# So I cut last night, rained this AM...



## triguy46 (Mar 24, 2009)

I cut a small meadow of prairie hay last night, no problem because we were entering a "10 day stretch of over 100 degree days, no rain in sight" and this AM it rained 1/2 inch. The hay is laying flat, I cut with a sickle mower.

sun is coming out now and breeze is picking up.

suggestions? Is it a lost cause or can it be salvaged?


----------



## BCFENCE (Jul 26, 2008)

The hay will not be hurt as long as it was green when it got rained on and going from what you said it sounds like it was green, also you need to get a hay tedder in on the hay to get it up off the ground and get some air threw it as long as the fields not muddy.
THOMAS


----------



## triguy46 (Mar 24, 2009)

Yes, it was still green, I didn't finish mowing till dark last night, started raining 9AM.

Don't have a tedder. Any other ideas?


----------



## okhillbilly (Jun 18, 2009)

Let it dry some then rake it into a windrow. Let that dry some and the ground around it. Then rake it to dry ground so the bottom will dry. May have to rake it again depending on how its drying. Just don't let it sit to long it might start to spoil if it stays real wet.


----------



## triguy46 (Mar 24, 2009)

It may not be as bad as I had imagined. When I got home from work went out and it was drying very nicely. Its been so dry around here the ground soaked up the rain like a sponge so it is not muddy or messy. Will rake it tomorrow, then check it again on Friday. The weather guys are still predicting 8-10 days of 100+ temps, and of course, their no rain prediction still stands.

My thanks to all for the help, and my deepest regards for those who do this kind of thing for a living rather than my hobby efforts.


----------



## mlappin (Jun 25, 2009)

Personally I feel it should be a federal law that all weather forecasters should have to stand by their forecasts for a bare minimum of 48 hours, preferably 72 hours, if they are wrong, they don't get paid for those days.


----------



## swmnhay (Jun 13, 2008)

mlappin said:


> Personally I feel it should be a federal law that all weather forecasters should have to stand by their forecasts for a bare minimum of 48 hours, preferably 72 hours, if they are wrong, they don't get paid for those days.


Better yet I think they should pay us Hay Farmers damages because of their bad forcasting.







 LOL


----------



## rank (Apr 15, 2009)

triguy46 said:


> Its been so dry around here the ground soaked up the rain like a sponge so it is not muddy or messy


You must be in Texas.


----------



## mlappin (Jun 25, 2009)

swmnhay said:


> Better yet I think they should pay us Hay Farmers damages because of their bad forcasting.
> 
> 
> 
> ...


Yeah right, then all you would hear about in the news would be all the poor starving weather forecaster's.

And yeah, mowed 44 acres yesterday of second cut then another 16 acres of oats on a new field. When I started was supposed to be hot and clear till the end of the week. It's drizzling now, and was overcast all day, just a very light drizzle and the ground was like powder, so maybe it won't turn out to be anymore than like a real heavy dew.


----------



## triguy46 (Mar 24, 2009)

End of story: Two days of 105 and 25 mph winds, dry hay. Baled a 5 acre meadow of prairie hay got 70 bales. All in all it looks pretty good, all things considered.


----------

Exercise task:
Please answer these questions about the hay thread, one answer a line, marked 1., 2., 3.:
1. How much rain fell the morning after the meadow was cut?
2. What equipment did the person who cut the hay say they didn't have?
3. How many bales came from the 5 acre meadow?
The lines after this come from a different source.

Data provided:
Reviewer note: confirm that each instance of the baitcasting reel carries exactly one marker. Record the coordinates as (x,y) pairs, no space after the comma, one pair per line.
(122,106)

Right answer:
1. 1/2 inch
2. A tedder
3. 70 bales